## 原文节选
- - - -

不难看出，DescriptorPool 和 DescriptorDatabase 通过缓存机制提高了反射运行效率。DescriptorDatabase 从磁盘中读取 .proto 内容并解析成 Descriptor 并不常用，实际上我们在使用 protoc 生成 xxx.pb.cc 和 xxx.pb.h 文件时，其中不仅仅包含了读写数据的接口，还包含了 .proto 文件内容。阅读任意一个 xxx.pb.cc 的内容，你可以看到如下类似代码

static void AddDescriptorsImpl() {
  InitDefaults();

  // .proto 内容
  static const char descriptor[] GOOGLE_PROTOBUF_ATTRIBUTE_SECTION_VARIABLE(protodesc_cold) = {
      "\n\022single_int32.proto\"\035\n\010Example1\022\021\n\010int3"
      "2Val\030\232\005 \001(\005\" \n\010Example2\022\024\n\010int32Val\030\377\377\377\377"
      "\001 \003(\005b\006proto3"
  };

  // 注册 descriptor
  ::google::protobuf::DescriptorPool::InternalAddGeneratedFile(
      descriptor, 93);

  // 注册 instance
  ::google::protobuf::MessageFactory::InternalRegisterGeneratedFile(
    "single_int32.proto", &protobuf_RegisterTypes);
}

其中 descriptor 数组存储的便是 .proto 内容。这里当然不是简单的存储原始文本字符串，而是经过了 SerializeToString 序列化处理，而后将结果以硬编码的形式保存在 xxx.pb.cc 中，真是充分利用了自己的高效编码能力。

- - - -

点位标注条目:
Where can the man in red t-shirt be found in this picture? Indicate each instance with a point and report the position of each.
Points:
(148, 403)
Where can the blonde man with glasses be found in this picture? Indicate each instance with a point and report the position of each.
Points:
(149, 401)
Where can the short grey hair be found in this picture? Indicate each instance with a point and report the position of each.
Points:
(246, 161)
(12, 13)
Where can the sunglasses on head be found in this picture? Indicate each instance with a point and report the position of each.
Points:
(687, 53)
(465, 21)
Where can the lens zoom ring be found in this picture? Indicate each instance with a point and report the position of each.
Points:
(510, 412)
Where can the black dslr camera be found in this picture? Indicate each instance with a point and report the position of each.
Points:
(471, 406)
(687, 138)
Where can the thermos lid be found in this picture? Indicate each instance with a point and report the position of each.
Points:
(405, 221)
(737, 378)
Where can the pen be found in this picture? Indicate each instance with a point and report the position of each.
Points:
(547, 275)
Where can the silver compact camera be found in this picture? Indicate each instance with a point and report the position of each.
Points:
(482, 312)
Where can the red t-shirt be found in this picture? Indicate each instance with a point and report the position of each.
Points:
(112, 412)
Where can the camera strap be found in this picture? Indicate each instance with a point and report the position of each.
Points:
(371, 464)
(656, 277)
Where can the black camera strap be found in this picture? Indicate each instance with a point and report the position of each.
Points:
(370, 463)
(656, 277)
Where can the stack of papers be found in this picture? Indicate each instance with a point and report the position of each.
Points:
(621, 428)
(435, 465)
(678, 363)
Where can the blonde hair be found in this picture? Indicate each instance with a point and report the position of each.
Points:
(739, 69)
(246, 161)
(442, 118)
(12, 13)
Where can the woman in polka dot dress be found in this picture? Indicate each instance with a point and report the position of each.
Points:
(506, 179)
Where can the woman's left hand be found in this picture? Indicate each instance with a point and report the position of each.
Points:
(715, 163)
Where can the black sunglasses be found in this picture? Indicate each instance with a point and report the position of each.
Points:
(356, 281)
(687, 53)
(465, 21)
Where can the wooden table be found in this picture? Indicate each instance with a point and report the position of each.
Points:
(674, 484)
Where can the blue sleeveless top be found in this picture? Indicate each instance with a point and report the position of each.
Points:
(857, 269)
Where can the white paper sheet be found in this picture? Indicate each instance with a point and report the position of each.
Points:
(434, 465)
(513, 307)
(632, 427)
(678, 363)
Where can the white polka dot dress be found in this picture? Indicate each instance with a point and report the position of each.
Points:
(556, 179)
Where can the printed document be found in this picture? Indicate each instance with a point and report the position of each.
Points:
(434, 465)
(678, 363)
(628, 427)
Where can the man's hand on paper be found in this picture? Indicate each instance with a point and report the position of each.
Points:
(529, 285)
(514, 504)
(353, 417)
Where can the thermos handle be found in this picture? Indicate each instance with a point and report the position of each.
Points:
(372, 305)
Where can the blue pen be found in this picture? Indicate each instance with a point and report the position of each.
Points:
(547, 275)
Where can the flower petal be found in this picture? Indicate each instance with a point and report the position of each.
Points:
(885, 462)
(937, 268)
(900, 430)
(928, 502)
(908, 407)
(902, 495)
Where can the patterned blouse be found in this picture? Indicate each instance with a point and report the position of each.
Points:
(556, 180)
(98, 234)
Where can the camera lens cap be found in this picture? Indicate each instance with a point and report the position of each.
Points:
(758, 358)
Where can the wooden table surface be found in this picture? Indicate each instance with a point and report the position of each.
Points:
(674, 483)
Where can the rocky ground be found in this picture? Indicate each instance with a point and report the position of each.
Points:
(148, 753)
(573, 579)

- - - -

## 任务要求
请完整输出上面那段讲 Protobuf 描述符缓存与 .proto 内容存储的节选，一字不改。 完成任务用不到这些条目。

## 任务回答
不难看出，DescriptorPool 和 DescriptorDatabase 通过缓存机制提高了反射运行效率。DescriptorDatabase 从磁盘中读取 .proto 内容并解析成 Descriptor 并不常用，实际上我们在使用 protoc 生成 xxx.pb.cc 和 xxx.pb.h 文件时，其中不仅仅包含了读写数据的接口，还包含了 .proto 文件内容。阅读任意一个 xxx.pb.cc 的内容，你可以看到如下类似代码

static void AddDescriptorsImpl() {
  InitDefaults();

  // .proto 内容
  static const char descriptor[] GOOGLE_PROTOBUF_ATTRIBUTE_SECTION_VARIABLE(protodesc_cold) = {
      "\n\022single_int32.proto\"\035\n\010Example1\022\021\n\010int3"
      "2Val\030\232\005 \001(\005\" \n\010Example2\022\024\n\010int32Val\030\377\377\377\377"
      "\001 \003(\005b\006proto3"
  };

  // 注册 descriptor
  ::google::protobuf::DescriptorPool::InternalAddGeneratedFile(
      descriptor, 93);

  // 注册 instance
  ::google::protobuf::MessageFactory::InternalRegisterGeneratedFile(
    "single_int32.proto", &protobuf_RegisterTypes);
}

其中 descriptor 数组存储的便是 .proto 内容。这里当然不是简单的存储原始文本字符串，而是经过了 SerializeToString 序列化处理，而后将结果以硬编码的形式保存在 xxx.pb.cc 中，真是充分利用了自己的高效编码能力。